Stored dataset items
..........
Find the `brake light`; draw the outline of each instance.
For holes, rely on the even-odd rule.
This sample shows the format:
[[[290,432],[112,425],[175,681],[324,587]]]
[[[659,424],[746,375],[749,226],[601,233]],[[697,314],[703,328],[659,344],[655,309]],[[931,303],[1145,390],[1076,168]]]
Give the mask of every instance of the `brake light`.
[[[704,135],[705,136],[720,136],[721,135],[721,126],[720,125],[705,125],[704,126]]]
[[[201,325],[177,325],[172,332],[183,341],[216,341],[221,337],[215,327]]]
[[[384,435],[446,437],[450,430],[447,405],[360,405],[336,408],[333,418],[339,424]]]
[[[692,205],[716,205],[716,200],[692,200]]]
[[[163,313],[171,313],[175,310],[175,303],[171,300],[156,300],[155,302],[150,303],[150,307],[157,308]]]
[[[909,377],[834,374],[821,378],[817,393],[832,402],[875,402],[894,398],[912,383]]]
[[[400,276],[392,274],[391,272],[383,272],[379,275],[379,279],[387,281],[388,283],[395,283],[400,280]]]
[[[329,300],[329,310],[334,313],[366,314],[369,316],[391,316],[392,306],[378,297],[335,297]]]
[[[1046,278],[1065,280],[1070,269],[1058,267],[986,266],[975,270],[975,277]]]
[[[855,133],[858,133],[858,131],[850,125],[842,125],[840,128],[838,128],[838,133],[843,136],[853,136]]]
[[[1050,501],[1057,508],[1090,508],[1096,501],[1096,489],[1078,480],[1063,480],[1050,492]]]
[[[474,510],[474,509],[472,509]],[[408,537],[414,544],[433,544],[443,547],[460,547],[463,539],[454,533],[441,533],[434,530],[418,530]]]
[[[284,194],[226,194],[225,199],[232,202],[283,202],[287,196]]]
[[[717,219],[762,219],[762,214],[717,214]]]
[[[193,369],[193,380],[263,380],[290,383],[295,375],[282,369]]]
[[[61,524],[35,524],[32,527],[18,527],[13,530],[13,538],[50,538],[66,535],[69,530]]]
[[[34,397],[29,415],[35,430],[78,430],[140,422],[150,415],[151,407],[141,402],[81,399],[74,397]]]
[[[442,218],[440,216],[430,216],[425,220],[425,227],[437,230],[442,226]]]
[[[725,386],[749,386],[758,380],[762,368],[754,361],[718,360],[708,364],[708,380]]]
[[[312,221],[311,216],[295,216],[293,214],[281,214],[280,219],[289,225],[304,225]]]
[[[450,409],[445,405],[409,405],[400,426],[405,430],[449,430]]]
..........
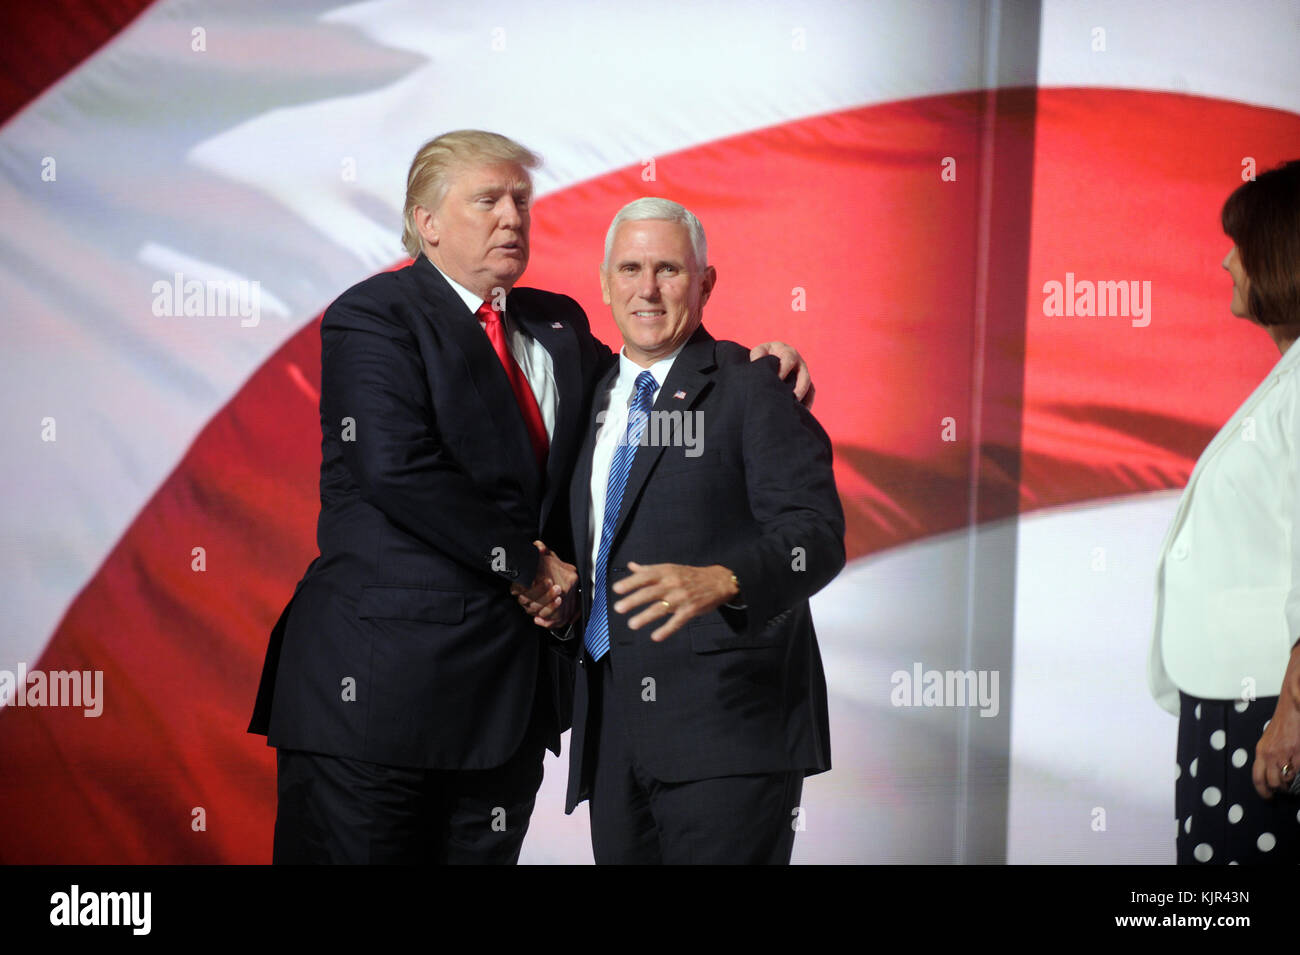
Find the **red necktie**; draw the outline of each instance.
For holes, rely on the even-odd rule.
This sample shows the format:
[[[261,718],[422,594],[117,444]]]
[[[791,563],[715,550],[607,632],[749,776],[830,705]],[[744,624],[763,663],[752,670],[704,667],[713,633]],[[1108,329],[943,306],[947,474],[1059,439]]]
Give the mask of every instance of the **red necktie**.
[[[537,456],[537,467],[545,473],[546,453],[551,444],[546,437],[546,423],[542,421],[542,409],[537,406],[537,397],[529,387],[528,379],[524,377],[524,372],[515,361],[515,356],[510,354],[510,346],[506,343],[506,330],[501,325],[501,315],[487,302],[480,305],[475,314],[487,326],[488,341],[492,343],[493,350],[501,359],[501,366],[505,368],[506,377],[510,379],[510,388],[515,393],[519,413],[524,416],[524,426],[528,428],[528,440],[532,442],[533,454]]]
..........
Problem statement: Find all lines in the records that hold the word "outline". Copy them.

Completed task:
Find the `brake light`; draw the outline of each instance.
Find the **red necktie**; draw the outline of each instance.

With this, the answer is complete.